** Start of TASK INPUTS **
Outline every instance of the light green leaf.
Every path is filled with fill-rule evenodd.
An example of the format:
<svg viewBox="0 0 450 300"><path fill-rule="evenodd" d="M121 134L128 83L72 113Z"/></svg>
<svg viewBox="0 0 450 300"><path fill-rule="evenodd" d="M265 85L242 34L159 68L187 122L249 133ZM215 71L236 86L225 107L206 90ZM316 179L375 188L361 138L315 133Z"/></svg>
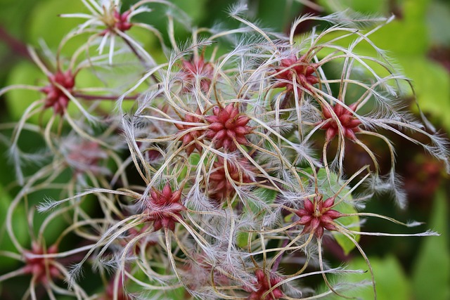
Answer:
** End of TASK INPUTS **
### [TASK DESCRIPTION]
Copy the whole listing above word for word, leaving the pictures out of your answer.

### [ANSWER]
Outline every instance of the light green leaf.
Every path is filled with fill-rule evenodd.
An example of the format:
<svg viewBox="0 0 450 300"><path fill-rule="evenodd" d="M121 134L128 83L72 113Z"/></svg>
<svg viewBox="0 0 450 300"><path fill-rule="evenodd" d="M265 85L242 34L159 68L187 122L249 133ZM215 71L236 86L225 107L206 90ZM316 179L375 188L361 138L315 133Z"/></svg>
Answer:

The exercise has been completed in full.